Hagar Cohen: Jagdish Lodhia thought it was strange that Monika was so articulate and well-mannered and yet was begging on the streets.

At around the same time, a woman who was living in a local women’s refuge saw Monika Chetty sleeping rough in a park. She rang the manager of her refuge and asked if they could help Monika. The manager of the Joan Harrison refuge, Inayet Erol, sent two caseworkers.

Inayet Erol: The events on that particular day was that we received a phone call about a woman that had been sleeping rough.

Hagar Cohen: Who was that phone call from?

Inayet Erol: The phone call was actually from another client that we were supporting in one of our external transitional supported housing properties. She said that she had come across this woman who was homeless, had been sleeping rough. She asked if we could help her. So two staff members got some blankets, it was a very cold day, and made a little parcel of food items, and they went down to Liverpool, and they spoke to her. She said that she was homeless and had been sleeping in a park, and they offered her the blanket, they offered her accommodation because we had a vacancy on that particular day. She declined to come in to the service. She said she wasn’t comfortable in a refuge.

She was even reluctant to take the food and the blanket because she said that it would just be something else that she needed to carry. She asked if they could assist her with money, but she was told that the service doesn’t assist with cash. She was asked if she was on a benefit, and she said that there was some problems with her benefit currently, so one of our workers said to her that we could assist her with that, so an appointment was made for the next day at 1 o’clock to meet her in front of Centrelink to assist her with her benefit. The worker that had made the appointment with her went in at 1 o’clock and hung around for about half an hour waiting for her, inside and outside, looking out for her, but she didn’t turn up.

Hagar Cohen: In another suburb, Carnes Hill, Jameel Ahmed saw Monika Chetty begging at the car park of a shopping centre. When he approached her, he noticed she was injured, and she told him she’s homeless, lonely and desperate for money. He was moved by her story, and decided to raise her plight with the wider Fijian Indian community.

He sent an email to their community organisation which reads:

Reading: ‘A few days back I ran into a 38-year-old lady in the Carnes Hill shopping complex car park, she identified herself as a homeless. Her tragic story goes as follows. She used to live with her elderly parents in a mortgaged house in Blacktown and was separated from her partner.

Since then, both her parents have departed this world, and her only sister severed her ties with the family when she ran away with a Pakistani man. All other distant family and friends have distanced themselves from her, leaving her to fend for herself in this cruel world.

Data extract:
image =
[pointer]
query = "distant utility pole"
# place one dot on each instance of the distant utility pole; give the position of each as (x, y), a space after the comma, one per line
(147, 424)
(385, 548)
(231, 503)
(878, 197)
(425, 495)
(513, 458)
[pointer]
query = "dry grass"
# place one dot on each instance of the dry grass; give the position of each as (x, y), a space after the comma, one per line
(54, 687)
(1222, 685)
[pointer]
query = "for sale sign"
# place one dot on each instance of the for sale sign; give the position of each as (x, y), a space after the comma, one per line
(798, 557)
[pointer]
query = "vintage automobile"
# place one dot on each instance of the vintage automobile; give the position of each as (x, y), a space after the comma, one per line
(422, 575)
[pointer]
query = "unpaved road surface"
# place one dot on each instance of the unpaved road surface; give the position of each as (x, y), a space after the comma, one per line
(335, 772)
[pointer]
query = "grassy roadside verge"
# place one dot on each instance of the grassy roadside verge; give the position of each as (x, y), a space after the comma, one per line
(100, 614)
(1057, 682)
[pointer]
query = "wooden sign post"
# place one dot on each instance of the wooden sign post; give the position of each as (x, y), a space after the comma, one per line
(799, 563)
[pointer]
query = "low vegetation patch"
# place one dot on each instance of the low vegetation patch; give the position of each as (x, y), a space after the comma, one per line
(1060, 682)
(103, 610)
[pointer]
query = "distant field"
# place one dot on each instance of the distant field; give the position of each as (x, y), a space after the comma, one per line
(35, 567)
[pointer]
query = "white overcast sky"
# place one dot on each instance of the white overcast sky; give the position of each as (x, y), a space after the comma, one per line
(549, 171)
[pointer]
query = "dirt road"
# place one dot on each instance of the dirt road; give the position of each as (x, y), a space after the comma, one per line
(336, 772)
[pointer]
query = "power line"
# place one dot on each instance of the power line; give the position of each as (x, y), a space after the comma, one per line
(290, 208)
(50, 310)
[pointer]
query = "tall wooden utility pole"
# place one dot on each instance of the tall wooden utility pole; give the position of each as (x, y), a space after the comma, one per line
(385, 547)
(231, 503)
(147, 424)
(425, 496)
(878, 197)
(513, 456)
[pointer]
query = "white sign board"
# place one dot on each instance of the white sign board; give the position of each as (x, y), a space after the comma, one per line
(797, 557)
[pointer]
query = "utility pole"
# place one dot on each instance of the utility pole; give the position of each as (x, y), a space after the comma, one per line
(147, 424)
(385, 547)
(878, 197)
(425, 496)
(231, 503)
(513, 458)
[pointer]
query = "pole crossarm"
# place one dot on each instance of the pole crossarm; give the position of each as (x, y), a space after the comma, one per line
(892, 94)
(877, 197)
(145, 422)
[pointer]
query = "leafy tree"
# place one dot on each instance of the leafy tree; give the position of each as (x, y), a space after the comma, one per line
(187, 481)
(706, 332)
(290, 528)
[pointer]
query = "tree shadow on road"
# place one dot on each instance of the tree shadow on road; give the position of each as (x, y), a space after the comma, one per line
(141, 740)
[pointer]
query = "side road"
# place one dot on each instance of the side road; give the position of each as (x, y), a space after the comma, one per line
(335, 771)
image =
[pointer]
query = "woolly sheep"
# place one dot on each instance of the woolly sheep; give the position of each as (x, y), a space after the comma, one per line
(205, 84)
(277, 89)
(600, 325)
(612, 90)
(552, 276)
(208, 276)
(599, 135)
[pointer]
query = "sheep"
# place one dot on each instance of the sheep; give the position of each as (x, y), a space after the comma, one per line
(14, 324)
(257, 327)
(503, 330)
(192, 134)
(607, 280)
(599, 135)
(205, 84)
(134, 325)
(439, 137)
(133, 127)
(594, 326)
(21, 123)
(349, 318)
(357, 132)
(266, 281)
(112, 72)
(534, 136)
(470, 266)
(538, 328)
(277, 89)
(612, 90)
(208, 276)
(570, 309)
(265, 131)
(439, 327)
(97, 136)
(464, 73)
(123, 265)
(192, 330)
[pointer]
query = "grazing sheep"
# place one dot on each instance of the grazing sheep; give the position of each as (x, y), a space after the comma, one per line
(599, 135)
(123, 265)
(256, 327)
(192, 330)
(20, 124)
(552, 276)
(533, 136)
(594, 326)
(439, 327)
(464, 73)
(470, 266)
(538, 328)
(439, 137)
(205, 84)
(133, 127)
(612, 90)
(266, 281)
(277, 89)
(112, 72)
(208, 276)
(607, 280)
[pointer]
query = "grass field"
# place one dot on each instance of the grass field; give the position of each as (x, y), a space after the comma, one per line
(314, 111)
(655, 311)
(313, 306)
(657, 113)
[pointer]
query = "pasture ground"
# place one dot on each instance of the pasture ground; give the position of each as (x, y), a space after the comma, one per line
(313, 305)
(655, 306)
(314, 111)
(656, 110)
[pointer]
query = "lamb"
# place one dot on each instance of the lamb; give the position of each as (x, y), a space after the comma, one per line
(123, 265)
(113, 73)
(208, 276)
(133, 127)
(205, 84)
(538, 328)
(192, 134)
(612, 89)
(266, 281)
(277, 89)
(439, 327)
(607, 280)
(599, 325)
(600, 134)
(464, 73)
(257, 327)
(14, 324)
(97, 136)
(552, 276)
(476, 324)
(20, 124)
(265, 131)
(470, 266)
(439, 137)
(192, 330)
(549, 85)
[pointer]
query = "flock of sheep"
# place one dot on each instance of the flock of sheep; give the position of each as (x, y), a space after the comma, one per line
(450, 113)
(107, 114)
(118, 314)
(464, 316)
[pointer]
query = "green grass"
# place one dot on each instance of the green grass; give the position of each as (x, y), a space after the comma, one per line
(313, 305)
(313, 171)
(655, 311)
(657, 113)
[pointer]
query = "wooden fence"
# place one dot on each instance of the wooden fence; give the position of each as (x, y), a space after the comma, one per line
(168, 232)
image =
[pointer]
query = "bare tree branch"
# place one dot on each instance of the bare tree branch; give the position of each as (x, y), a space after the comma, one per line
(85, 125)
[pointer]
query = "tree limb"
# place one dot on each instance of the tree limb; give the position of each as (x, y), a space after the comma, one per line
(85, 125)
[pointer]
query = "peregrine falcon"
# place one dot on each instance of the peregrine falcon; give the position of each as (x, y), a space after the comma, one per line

Required actions:
**a.** Pick out every line in the listing that contains the string "sign", and copy each one unchanged.
**b.** Carry the transcript about Monika Chetty forward from its final sentence.

Task results:
**a.**
query = "for sale sign"
# place one dot on each instance of the for sale sign; give the position of each as (x, y), a space after the comma, one per line
query = "wooden sign post"
# place one dot on each instance of the wooden sign post; give the position of each as (x, y), a space after the comma, one per line
query = "white sign board"
# place one dot on each instance of the white sign board; give the position of each as (x, y), a space after the comma, one per line

**b.**
She used to work as a nurse until fate dealt her a cruel blow leaving her unemployable and homeless. Monika is recovering from burns sustained from opening the radiator cap on her Ford Laser car (which she sleeps in) when it stopped on the freeway. Also bandaged were her hands which she hurt when the bonnet of the car fell accidently.

The women’s refuge in Liverpool took her in but she was being subjected to torment by other young youths, so she opted to move out. I saw it as my social obligation or duty to highlight Monika’s plight to a Fijian communal welfare organisation, in particular due to her cultural background.’

Hagar Cohen: It’s unclear whether these statements about her life are true. But Jameel Ahmed told Background Briefing that Monika seemed hysterical when they spoke. To help her, he deposited cash into her account twice, a total of $500. In the meantime, the community members on the email list decided to send a representative to see how they could help Monika.

Restaurant owner Raj Maharaj volunteered to get in touch with her.

Raj Maharaj: We were having email correspondence through our association which is FISCAA. When we had the meeting I volunteered to check on her. I spoke to the president and I said to him, ‘Leave it to me and I’ll see if I can get some story out of her.’

Hagar Cohen: Raj Maharaj runs a takeaway joint on a busy road. He says he spoke to Monika Chetty on the phone and even offered her a job as a kitchen hand. But he says she wasn’t interested in any of that. She only wanted cash.

Raj Maharaj: When I rang the mobile she said that she was in trouble and that she needed some money in the bank, and she wanted $700. She said, ‘I urgently need the money.’ And I said to her, ‘Why do you want money?’ She said, ‘I urgently need it.’ And I said, ‘I cannot sort of know anybody over the phone and post so much money, I’ve got to see you and know you.’

 So I gave her my restaurant’s address, I told her to come over. She said, ‘I’m in Fairfield.’ I said, ‘Well, I’ll direct you if you want, but if you come real closer and if you don’t find the place, you give me a call and I’ll guide you in and then we can sit down and talk.’ I said, ‘I can give you some work to do over here too, kitchen work or whatever, so at least you can earn.’

Hagar Cohen: And what did she say?

Raj Maharaj: She always was emphasising on that extra money she wanted, you know, $700 in the bank, you know, ‘I need money urgently for something.’ I think a couple of days later I had another call from her and I said…

Hagar Cohen: She rang you?

Raj Maharaj: Yes, she rang me up. She said to me, ‘I’m here and I want that money.’ I said, ‘Well, I told you what to do, come and see me personally and then I can give you the money.’ But she never turned up. After she started refusing to co-operate with me, my wife said to me, ‘I don’t think she’s genuine, she looks like she’s a fraud.’

Hagar Cohen: She looks like she is a fraud? What does that mean?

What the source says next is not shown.